■ Passage shown:
Adding the thumb contribution to the four fingers yields a theoretical total lifting capacity of approximately 10.6 kg.

It should be noted that this value represents an idealized theoretical maximum under loss-free assumptions. From experiment, it has been observed that the friction at joints, tendon elongation, and servo torque derating under continuous load reduce the effective lifting capacity to about 7 kg. These discrepancies are typical for tendon-driven systems and will be addressed in future work through improved tendon routing, reduced friction, and use of higher-torque servos.

The bionic arm can theoretically lift 10.6 kg when all the forces are combined. This could change, though, because of things like friction, loosened tendons, or friction in the joints from long materials (which were manually removed with sandpaper). But in real-world experiments, the arm could barely raise 7 kg with four fingers. Weights were added from a small scale to a larger scale. All the experiments were conducted for two patterns, where

pattern 1 = relaxed state (no flexion)

pattern 2 = active grip (flexion)

Figure 6 (a) shows the hand in pattern 1, Figure 6(b) shows the lifting in horizontal position for pattern 2 and Figure 6(c) shows lifting the weight vertically for pattern 2. Note that the thumb did not contributed to lifting.

Fig. 6.

Functional demonstration of lifting ability: a) Hand in no grip position( no lifting force), b) lifting the weight horizontally, c) lifting the weight vertically

Over time, it is found that as the joints loosen up, the overall assembly acquires far more agility. Over time, the shafts also rotate more easily, and the tension is transferred through the tendons with more accuracy.

Due to unavailability of volunteer amputees, data has been collected from a healthy subject. Data was extracted appropriately from the serial monitor of the Arduino IDE for the specific person in order to have control over fingers.

All the fingers had to cooperate in order to grip an object. In order to open and close all of the fingers simultaneously, sEMG signals were selected from the same person for the same setup.The sEMG data from the Myoware V2 is displayed in Fig. 8 below.

Fig. 8.

sEMG Signals picked from Flexor carpi ulnaris for pattern 1 and pattern 2

The pattern 1 and pattern 2 signals linked to arm movements are represented by the X and Y values in Figure 8. Each movement causes these signals' lowest and maximum magnitudes to change. The sensor normally reports values in the range of 900 to 930 under optimal circumstances. However, as the trend line in Figure 8 illustrates, the sEMG data fluctuated at an RMS value of 30 when the muscle group to which it is linked was strongly flexed. The servo motors were operated based on the RMSE value of the recorded sEMG. Notably, it takes around 100 milliseconds for the signals to stabilize from optimal settings. A USB isolator was used to reduce noise while data extraction was taking place.

For improved gripping ability, the servos have to react differently depending on the flex intensity. For example, in order to cling to an object, a higher gripping force may be needed at times. When the muscle is flexed more forcefully, the MYOWARE V2 can detect the signals. The values between idle flex intensity and high flex intensity are displayed in Fig. 9.

Fig. 9.

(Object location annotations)
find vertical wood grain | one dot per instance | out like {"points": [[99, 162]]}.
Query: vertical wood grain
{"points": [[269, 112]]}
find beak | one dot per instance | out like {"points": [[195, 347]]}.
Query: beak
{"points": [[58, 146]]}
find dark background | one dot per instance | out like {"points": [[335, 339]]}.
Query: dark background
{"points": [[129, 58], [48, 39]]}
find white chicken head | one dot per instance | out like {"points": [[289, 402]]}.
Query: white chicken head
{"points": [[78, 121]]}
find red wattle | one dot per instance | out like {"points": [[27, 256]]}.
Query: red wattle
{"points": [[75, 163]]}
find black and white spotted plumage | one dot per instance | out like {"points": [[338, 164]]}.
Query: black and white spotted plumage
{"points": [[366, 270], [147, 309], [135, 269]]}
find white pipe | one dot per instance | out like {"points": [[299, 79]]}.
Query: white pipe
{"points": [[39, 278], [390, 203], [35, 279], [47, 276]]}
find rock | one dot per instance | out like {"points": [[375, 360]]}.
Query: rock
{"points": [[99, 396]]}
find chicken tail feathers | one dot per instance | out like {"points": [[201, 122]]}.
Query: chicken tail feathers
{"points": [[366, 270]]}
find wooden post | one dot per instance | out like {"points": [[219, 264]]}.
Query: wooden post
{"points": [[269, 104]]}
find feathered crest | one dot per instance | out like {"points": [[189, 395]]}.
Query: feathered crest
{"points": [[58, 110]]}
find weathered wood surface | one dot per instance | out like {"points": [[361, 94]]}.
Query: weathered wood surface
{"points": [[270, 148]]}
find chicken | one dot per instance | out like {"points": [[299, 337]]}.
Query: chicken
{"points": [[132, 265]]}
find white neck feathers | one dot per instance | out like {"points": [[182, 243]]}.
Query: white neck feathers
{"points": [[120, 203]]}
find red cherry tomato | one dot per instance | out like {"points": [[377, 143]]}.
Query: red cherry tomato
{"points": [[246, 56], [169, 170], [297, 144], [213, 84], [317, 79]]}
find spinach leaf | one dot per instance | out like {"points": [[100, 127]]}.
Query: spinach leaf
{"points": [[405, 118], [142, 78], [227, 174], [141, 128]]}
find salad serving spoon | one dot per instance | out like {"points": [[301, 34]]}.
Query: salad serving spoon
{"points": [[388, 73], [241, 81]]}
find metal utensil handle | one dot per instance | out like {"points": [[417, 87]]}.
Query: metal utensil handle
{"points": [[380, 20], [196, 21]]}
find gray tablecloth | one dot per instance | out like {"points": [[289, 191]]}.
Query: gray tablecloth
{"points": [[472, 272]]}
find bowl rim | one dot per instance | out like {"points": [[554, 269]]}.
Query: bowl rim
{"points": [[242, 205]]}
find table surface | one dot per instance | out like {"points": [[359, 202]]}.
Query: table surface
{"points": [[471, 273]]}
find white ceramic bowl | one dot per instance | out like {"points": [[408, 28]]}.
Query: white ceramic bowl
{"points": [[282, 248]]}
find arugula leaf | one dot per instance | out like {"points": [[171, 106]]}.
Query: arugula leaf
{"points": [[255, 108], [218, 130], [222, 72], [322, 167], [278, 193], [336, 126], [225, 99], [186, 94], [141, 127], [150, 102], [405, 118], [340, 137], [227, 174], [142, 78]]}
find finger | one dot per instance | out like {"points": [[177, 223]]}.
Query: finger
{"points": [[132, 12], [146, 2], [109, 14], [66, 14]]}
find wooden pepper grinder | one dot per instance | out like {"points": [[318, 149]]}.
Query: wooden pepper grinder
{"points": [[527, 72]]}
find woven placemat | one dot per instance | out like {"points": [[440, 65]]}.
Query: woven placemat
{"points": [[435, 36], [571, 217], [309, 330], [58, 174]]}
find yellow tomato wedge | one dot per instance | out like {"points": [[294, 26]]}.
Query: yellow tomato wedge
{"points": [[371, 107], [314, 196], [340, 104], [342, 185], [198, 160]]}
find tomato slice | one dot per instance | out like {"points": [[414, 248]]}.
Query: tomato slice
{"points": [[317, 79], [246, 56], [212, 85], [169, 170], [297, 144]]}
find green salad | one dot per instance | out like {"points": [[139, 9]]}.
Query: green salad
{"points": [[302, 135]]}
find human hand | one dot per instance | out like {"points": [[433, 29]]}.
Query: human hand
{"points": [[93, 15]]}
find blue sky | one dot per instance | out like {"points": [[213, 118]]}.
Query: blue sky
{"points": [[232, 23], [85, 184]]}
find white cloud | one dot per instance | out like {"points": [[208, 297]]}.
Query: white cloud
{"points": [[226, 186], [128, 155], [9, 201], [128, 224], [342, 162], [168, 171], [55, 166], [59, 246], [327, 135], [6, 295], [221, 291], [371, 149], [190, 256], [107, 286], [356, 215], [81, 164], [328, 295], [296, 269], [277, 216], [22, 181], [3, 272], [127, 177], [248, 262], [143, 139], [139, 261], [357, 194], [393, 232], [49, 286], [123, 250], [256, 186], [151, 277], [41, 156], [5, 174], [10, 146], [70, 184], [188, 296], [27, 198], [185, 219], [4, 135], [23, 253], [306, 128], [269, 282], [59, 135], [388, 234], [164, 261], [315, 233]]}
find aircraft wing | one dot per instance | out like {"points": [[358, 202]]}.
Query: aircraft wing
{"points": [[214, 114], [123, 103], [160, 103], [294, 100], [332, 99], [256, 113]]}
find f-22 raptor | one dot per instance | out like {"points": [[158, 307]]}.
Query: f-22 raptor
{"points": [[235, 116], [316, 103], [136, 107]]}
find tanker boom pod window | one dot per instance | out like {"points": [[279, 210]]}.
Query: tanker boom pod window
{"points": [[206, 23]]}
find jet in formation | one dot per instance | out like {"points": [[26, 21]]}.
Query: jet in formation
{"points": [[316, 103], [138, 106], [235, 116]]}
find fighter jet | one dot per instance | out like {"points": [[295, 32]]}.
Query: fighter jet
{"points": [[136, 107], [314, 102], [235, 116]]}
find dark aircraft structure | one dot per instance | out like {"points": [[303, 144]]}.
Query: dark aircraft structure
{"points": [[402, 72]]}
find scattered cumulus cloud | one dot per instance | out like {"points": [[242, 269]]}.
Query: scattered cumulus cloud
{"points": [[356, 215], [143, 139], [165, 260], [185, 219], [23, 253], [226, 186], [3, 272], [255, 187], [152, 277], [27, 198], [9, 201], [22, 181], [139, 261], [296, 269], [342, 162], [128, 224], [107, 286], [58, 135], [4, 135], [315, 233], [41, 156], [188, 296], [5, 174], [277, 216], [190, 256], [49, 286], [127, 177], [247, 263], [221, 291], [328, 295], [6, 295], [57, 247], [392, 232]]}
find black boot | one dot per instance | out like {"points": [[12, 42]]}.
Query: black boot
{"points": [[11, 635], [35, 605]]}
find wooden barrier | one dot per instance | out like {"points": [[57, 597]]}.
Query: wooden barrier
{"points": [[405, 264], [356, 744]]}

■ Tasks to carry out:
1. Answer these questions about the bionic arm passage:
(a) What is the theoretical total lifting capacity of the hand?
(b) In what range does the sensor normally report values under optimal circumstances?
(c) What was used to reduce noise during data extraction?
2. In the records, starting at the line that contains "find wooden barrier" and ending at the last line of the records, substitute "wooden fence" for "wooden barrier" and give those lines with nothing else changed.

■ The responses:
1.
(a) Approximately 10.6 kg
(b) 900 to 930
(c) A USB isolator

2.
find wooden fence | one dot per instance | out like {"points": [[57, 597]]}.
Query: wooden fence
{"points": [[405, 264], [356, 744]]}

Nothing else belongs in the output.